= Exercise aim =
In the book report on "Angela's Ashes," copy the passage starting with "Frank McCourt, the" and going on through "itself not working.", renaming "N.Y.C." to "New York City".

McCourt, Frank - Angela`s Ashes


Referat / Aufsatz (Schule), 2001

5 Seiten, Note: 14


Leseprobe


Table of Contents

1.Comment

2. Biography

3. Summary

4. Recommendation

English- LK

S2, Book Report by Christin Kolbe

Comment

Since “Angela’s Ashes” is an autobiography the following biography of Frank McCourt is lacking the time period that is written about in the book itself.

Biography - Frank McCourt

Between 1845-1849 something dramatic happened in that had immense consequences on the demographics and agriculture of the country. A disease, the so called potatoe blight, had been imported and spread all over South- West Ireland. For the next four years the majority of the potatoe crop had been exterminated by this disease and starvation and emigration was the result of the Great Famine. In addition, the Irish had been evicted and discriminated by Protestant English landlords.

The famine itself probably resulted in about 1 million deaths whereas the effects of emigration in the immediate famine period let the population drop by a further 1.5 million. These migrants largely ended up in the USA. But people in Ireland sufferred, even after the disease had stopped spreading, because the economy had seriously been damaged; the depression that followed continued the decline until the second half of the 20th century.

Frank McCourt, the author of “Angela’s Ashes” and “’Tis”, son of Irish immigrants, was born in 1931 in N.Y.C., USA. This child of the Great Depression which was set off in 1929 after the Black Friday Crash on Wall Street, grew up in the poor environment of Brooklyn. Whatever the reasons for the Crash of 1929 were, the Great Depression established its own environment, and people had to survive any way they could. There may have been enough food to feed those in need, but the system that allowed distribution to work, was itself not working.

In 1935 the family decided to go back to their home country in hope of finding a better situation.

After miserable years in the lanes of Limerick Franks decided to return to America in 1949, at the age of nineteen. He arrived in N.Y.C with 50$ and an irish accent. Short after Frank started working in the “Biltmore Hotel” keeping the lowest position in the house: ”just above the Puerto Rican dishwasher”, he was occupied in the bird department and later on learned to build tables for the hotel.

= Dataset content =
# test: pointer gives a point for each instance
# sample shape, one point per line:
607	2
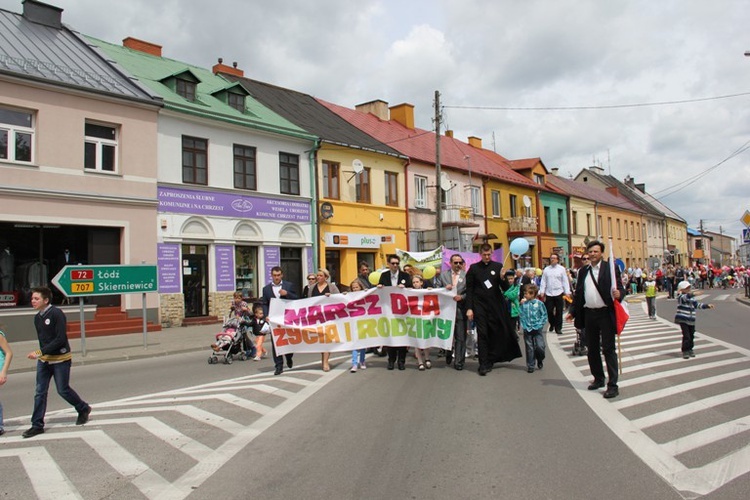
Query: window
244	167
476	200
363	186
330	180
236	101
100	148
289	173
420	191
391	189
16	135
194	160
496	203
185	89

= Answer below =
Frank McCourt, the author of “Angela’s Ashes” and “’Tis”, son of Irish immigrants, was born in 1931 in New York City, USA. This child of the Great Depression which was set off in 1929 after the Black Friday Crash on Wall Street, grew up in the poor environment of Brooklyn. Whatever the reasons for the Crash of 1929 were, the Great Depression established its own environment, and people had to survive any way they could. There may have been enough food to feed those in need, but the system that allowed distribution to work, was itself not working.